• _YOUR OBJECTIVE_
Retype each of the following rows without changing a single character.

• _DATA TO PROCESS_

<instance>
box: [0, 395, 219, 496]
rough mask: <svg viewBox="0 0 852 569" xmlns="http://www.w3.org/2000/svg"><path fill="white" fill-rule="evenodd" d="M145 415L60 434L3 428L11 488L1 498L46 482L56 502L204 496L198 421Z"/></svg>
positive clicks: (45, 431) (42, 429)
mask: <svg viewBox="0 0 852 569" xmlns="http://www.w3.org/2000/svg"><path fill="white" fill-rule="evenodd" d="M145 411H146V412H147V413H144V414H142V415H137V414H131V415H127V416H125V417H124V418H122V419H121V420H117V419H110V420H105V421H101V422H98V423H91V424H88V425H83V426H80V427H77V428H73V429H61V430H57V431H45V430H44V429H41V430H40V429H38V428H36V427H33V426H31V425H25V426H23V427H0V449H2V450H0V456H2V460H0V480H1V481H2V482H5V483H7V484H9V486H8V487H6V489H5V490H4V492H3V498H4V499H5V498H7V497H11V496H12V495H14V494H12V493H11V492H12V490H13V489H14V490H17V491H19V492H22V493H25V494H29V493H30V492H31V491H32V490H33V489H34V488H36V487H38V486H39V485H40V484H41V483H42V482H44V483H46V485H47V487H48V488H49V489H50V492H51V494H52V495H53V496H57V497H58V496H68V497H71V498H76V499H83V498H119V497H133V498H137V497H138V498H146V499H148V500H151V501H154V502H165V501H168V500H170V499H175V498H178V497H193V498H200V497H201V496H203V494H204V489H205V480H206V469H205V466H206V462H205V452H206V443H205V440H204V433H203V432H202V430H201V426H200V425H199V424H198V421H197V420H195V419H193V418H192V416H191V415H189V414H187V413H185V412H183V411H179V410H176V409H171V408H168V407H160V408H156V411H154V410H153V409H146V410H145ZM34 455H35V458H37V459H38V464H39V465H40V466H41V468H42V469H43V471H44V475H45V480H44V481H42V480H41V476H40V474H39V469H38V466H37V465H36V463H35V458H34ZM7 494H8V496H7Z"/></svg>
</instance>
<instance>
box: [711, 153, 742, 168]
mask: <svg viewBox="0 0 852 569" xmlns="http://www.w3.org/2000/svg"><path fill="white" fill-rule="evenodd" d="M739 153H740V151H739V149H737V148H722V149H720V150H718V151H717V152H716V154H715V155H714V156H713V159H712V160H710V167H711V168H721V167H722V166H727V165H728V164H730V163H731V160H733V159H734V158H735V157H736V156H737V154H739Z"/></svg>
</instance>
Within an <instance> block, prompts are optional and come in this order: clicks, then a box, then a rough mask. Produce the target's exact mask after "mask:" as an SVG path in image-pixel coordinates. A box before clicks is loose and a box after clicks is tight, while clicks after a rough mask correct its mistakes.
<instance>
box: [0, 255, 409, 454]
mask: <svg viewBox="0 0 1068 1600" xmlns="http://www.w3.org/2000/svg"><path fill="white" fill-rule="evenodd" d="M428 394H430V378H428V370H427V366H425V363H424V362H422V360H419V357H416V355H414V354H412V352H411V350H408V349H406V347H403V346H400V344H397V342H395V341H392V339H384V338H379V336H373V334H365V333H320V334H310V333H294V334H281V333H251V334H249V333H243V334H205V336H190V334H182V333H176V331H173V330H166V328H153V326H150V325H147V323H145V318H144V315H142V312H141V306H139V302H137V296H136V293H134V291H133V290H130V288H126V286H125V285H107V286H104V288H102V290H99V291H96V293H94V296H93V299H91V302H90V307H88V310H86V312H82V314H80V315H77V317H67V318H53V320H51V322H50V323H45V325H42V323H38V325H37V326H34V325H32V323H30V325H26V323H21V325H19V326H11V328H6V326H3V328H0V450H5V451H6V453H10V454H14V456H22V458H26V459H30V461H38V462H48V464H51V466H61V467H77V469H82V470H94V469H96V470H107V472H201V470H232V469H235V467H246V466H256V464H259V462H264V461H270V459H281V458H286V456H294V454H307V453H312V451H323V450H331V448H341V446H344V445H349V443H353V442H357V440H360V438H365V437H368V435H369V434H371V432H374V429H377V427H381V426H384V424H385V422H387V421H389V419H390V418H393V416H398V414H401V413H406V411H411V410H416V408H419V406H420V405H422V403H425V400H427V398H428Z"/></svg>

• _EXERCISE RESULT_
<instance>
box: [0, 395, 219, 496]
rough mask: <svg viewBox="0 0 852 569" xmlns="http://www.w3.org/2000/svg"><path fill="white" fill-rule="evenodd" d="M145 415L60 434L3 428L11 488L1 498L46 482L56 502L204 496L198 421Z"/></svg>
positive clicks: (45, 431) (42, 429)
mask: <svg viewBox="0 0 852 569" xmlns="http://www.w3.org/2000/svg"><path fill="white" fill-rule="evenodd" d="M145 411H146V412H147V413H144V414H142V415H137V414H131V415H127V416H125V417H124V418H122V419H121V420H117V419H110V420H105V421H101V422H98V423H91V424H88V425H83V426H80V427H77V428H73V429H61V430H57V431H45V430H44V429H41V430H40V429H38V428H36V427H33V426H31V425H25V426H23V427H0V449H2V450H0V456H2V460H0V480H1V481H2V482H5V483H7V484H9V486H8V487H6V489H5V490H4V492H3V498H4V499H5V498H7V497H11V496H12V495H14V494H12V493H11V492H12V490H13V489H14V490H17V491H19V492H22V493H25V494H29V493H30V492H31V491H32V490H33V489H34V488H36V487H38V486H39V485H40V484H41V483H42V482H44V483H46V485H47V487H48V488H49V489H50V492H51V494H52V495H53V496H57V497H58V496H68V497H71V498H76V499H83V498H119V497H133V498H137V497H138V498H146V499H148V500H151V501H154V502H165V501H168V500H170V499H175V498H178V497H193V498H200V497H201V496H203V494H204V489H205V480H206V469H205V466H206V462H205V452H206V443H205V440H204V433H203V432H202V430H201V426H200V425H199V424H198V421H197V420H195V419H193V418H192V416H191V415H189V414H187V413H185V412H183V411H179V410H176V409H171V408H168V407H160V408H156V411H154V410H153V409H146V410H145ZM34 455H35V458H37V459H38V464H39V465H40V466H41V468H42V469H43V471H44V475H45V480H44V481H42V480H41V476H40V474H39V469H38V466H37V465H36V463H35V458H34ZM7 494H8V496H7Z"/></svg>
</instance>
<instance>
box: [711, 153, 742, 168]
mask: <svg viewBox="0 0 852 569" xmlns="http://www.w3.org/2000/svg"><path fill="white" fill-rule="evenodd" d="M739 153H740V151H739V149H737V148H722V149H720V150H718V151H717V152H716V154H715V155H714V156H713V159H712V160H710V167H711V168H721V167H722V166H727V165H728V164H730V163H731V160H733V159H734V158H735V157H736V156H737V154H739Z"/></svg>
</instance>
Within an <instance> block, prompts are optional and come in this order: clicks, then a box, then a rough mask. Produce the target's exact mask after "mask:" as an SVG path in image-pixel coordinates. A box before clicks is loose and a box after clicks is tight, while clicks after a rough mask correct its mistakes.
<instance>
box: [0, 255, 409, 454]
mask: <svg viewBox="0 0 1068 1600" xmlns="http://www.w3.org/2000/svg"><path fill="white" fill-rule="evenodd" d="M428 394H430V378H428V370H427V366H425V363H424V362H422V360H419V357H416V355H414V354H412V352H411V350H408V349H406V347H403V346H400V344H397V342H395V341H392V339H384V338H379V336H373V334H365V333H320V334H310V333H294V334H281V333H251V334H249V333H243V334H205V336H190V334H182V333H176V331H173V330H166V328H153V326H150V325H147V323H145V318H144V315H142V312H141V306H139V302H137V296H136V293H134V291H133V290H130V288H126V286H125V285H107V286H104V288H102V290H99V291H96V293H94V296H93V299H91V302H90V307H88V310H86V312H82V314H80V315H77V317H67V318H53V320H51V322H50V323H45V325H42V323H38V325H37V326H34V325H32V323H30V325H26V323H21V325H19V326H11V328H6V326H3V328H0V450H5V451H6V453H10V454H14V456H22V458H26V459H30V461H38V462H48V464H51V466H61V467H77V469H82V470H94V469H96V470H107V472H201V470H232V469H235V467H246V466H256V464H259V462H264V461H270V459H281V458H286V456H294V454H307V453H312V451H323V450H331V448H341V446H344V445H349V443H353V442H357V440H360V438H365V437H368V435H369V434H371V432H374V429H377V427H381V426H384V424H385V422H387V421H389V419H390V418H393V416H398V414H401V413H406V411H411V410H416V408H419V406H420V405H422V403H425V400H427V398H428Z"/></svg>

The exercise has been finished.